◆ WHAT THE EXERCISE ASKS: Recast the material below as a Markdown table with the columns "Number" and "Content," placing each nonblank line in its own row with its sequential number.

[Records from an annotation dataset]

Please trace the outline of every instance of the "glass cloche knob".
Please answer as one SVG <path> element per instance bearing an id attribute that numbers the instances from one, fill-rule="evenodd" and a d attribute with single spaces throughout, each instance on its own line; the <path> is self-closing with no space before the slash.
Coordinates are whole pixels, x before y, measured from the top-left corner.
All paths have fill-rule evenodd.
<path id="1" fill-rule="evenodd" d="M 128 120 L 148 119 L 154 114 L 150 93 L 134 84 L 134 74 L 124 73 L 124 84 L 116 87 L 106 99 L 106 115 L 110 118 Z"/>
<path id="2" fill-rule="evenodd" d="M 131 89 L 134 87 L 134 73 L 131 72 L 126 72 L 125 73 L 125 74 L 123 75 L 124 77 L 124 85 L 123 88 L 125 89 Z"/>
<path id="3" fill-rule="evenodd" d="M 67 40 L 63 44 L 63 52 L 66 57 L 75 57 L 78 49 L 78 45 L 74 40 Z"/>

◆ SOLUTION TO THIS TASK:
| Number | Content |
|---|---|
| 1 | Please trace the outline of every instance of the "glass cloche knob". |
| 2 | Please answer as one SVG <path> element per instance bearing an id attribute that numbers the instances from one, fill-rule="evenodd" and a d attribute with single spaces throughout, each instance on its own line; the <path> is self-closing with no space before the slash. |
| 3 | Coordinates are whole pixels, x before y, measured from the top-left corner. |
| 4 | All paths have fill-rule evenodd. |
| 5 | <path id="1" fill-rule="evenodd" d="M 128 120 L 148 119 L 154 114 L 150 93 L 134 84 L 134 74 L 124 73 L 124 84 L 116 87 L 106 99 L 106 115 L 110 118 Z"/> |
| 6 | <path id="2" fill-rule="evenodd" d="M 131 89 L 134 87 L 134 73 L 131 72 L 126 72 L 125 73 L 125 74 L 123 75 L 124 77 L 124 85 L 123 88 L 125 89 Z"/> |
| 7 | <path id="3" fill-rule="evenodd" d="M 67 40 L 63 44 L 63 52 L 66 57 L 75 57 L 78 49 L 78 45 L 74 40 Z"/> |